- EXERCISE PROMPT
Copy out the rows below, swapping every "migration tally" for "survey count" and keeping all else unchanged.

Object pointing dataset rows
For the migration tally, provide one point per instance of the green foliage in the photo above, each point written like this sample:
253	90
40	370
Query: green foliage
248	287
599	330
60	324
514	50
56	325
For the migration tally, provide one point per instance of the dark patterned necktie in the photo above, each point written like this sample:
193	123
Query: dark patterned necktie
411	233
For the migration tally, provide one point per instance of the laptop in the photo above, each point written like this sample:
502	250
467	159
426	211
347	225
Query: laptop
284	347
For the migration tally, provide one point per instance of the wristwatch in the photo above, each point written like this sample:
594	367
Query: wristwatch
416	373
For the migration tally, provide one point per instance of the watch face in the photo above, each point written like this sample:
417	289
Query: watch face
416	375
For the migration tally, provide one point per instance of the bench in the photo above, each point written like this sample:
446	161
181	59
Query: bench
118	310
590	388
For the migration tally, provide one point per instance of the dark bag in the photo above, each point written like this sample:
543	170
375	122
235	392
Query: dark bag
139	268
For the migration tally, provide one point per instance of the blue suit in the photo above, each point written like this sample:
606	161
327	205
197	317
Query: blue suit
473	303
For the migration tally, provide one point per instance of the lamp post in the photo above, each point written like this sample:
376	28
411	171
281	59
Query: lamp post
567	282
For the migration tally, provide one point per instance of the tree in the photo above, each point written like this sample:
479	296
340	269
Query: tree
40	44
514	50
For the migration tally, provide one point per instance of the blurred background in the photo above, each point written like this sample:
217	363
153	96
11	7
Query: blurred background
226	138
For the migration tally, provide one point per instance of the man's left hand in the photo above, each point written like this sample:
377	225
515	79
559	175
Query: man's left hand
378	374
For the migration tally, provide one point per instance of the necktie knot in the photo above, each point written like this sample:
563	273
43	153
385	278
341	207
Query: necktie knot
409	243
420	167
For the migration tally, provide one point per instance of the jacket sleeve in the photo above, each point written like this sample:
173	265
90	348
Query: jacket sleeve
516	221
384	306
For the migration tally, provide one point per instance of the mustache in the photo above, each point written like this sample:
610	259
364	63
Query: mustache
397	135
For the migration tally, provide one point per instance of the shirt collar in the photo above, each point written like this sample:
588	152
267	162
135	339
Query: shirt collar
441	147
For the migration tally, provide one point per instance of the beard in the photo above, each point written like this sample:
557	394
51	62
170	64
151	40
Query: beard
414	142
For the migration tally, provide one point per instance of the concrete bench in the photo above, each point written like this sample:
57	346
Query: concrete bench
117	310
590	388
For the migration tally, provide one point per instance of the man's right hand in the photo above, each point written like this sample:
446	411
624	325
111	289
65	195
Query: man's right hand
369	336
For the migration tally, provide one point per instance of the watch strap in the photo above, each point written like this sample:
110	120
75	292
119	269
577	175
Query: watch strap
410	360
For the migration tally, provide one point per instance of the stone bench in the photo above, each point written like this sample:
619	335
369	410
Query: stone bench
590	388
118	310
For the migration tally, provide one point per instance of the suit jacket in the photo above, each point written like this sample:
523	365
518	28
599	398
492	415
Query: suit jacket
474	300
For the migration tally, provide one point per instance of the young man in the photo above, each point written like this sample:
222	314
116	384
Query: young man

- SOLUTION TO THIS EXERCISE
For the survey count, provide one point per instance of the green foliage in the photo above, each point written like this sample:
253	90
40	370
Query: green foliage
248	287
599	330
60	324
514	50
56	325
For the survey count, provide one point per instance of the dark patterned necktie in the photo above, each point written like this sample:
193	123
Query: dark patterned necktie
411	233
For the survey count, provide one point per instance of the laptop in the photo above, each point written like this sample:
502	250
467	159
426	211
347	225
Query: laptop
284	347
For the survey count, provide one point per instance of the wristwatch in the photo above, each point written like this sample:
594	367
Query: wristwatch
416	373
For the survey count, provide one point per instance of the watch face in the photo above, each point written like this sample:
417	289
Query: watch face
416	375
For the survey count, provide one point per instance of the bench in the photo above, each point written like this sample:
446	161
181	59
Query: bench
118	310
590	388
For the survey count, provide one point per instance of the dark bag in the photo above, each point written like this sample:
543	170
375	122
235	392
Query: dark bag
139	268
For the survey count, provide one point per instance of the blue suit in the photo above, each point written like this sample:
606	161
327	205
197	317
Query: blue suit
473	303
For the survey count, provide one point per instance of the lamp post in the photo above, each point written like this sample:
376	28
411	171
281	59
Query: lamp post
567	282
For the survey count, provide one point per instance of the tree in the photo above, each point written like this sample:
479	296
340	269
Query: tree
40	44
514	50
For the survey count, provide one point per instance of the blurred background in the photo above, each point written like this sample:
217	363
153	96
11	7
Query: blurred background
226	138
For the survey count, provide one point per instance of the man's left hand in the photo above, each point written like this sample:
377	225
515	79
559	175
Query: man's left hand
378	374
For the survey count, provide one point per instance of the necktie knot in the photo above, each point written like this sample:
563	273
43	153
385	278
341	207
Query: necktie knot
409	243
420	167
For the survey count, provide one point per instance of the jacket sleeve in the photo above, each point written like this sample:
173	265
90	348
Query: jacket sleeve
516	221
384	306
For the survey count, provide one point per instance of the mustache in the photo above, each point written like this sample:
610	259
364	63
Query: mustache
397	135
For the survey count, provide one point per instance of the shirt collar in the photo above, each point written like this sample:
588	152
267	162
135	339
Query: shirt collar
441	147
For the survey count, provide one point per instance of the beard in the photo above, each point written like this sample:
557	394
51	62
170	64
151	40
Query: beard
414	142
For the survey count, provide one point per instance of the concrete bench in the photo above, each point written like this sample:
57	346
Query: concrete bench
117	310
590	388
For the survey count, provide one point per instance of the man's right hand in the photo above, each point written like this sample:
446	411
624	325
111	289
65	195
Query: man's right hand
369	336
For the survey count, provide one point per instance of the watch strap in the photo above, each point written like this sample:
110	120
75	292
119	269
577	175
Query: watch strap
410	360
For the survey count, provide one point per instance of the stone bench in the photo above, each point written like this sample:
619	335
369	410
Query: stone bench
590	388
118	310
For the survey count, provide one point per instance of the suit jacket in the photo above, each point written like this sample:
523	365
518	28
599	398
492	415
Query: suit jacket
474	300
For the survey count, provide one point per instance of the young man in the photo above, each point written like this sample:
222	314
116	384
Query: young man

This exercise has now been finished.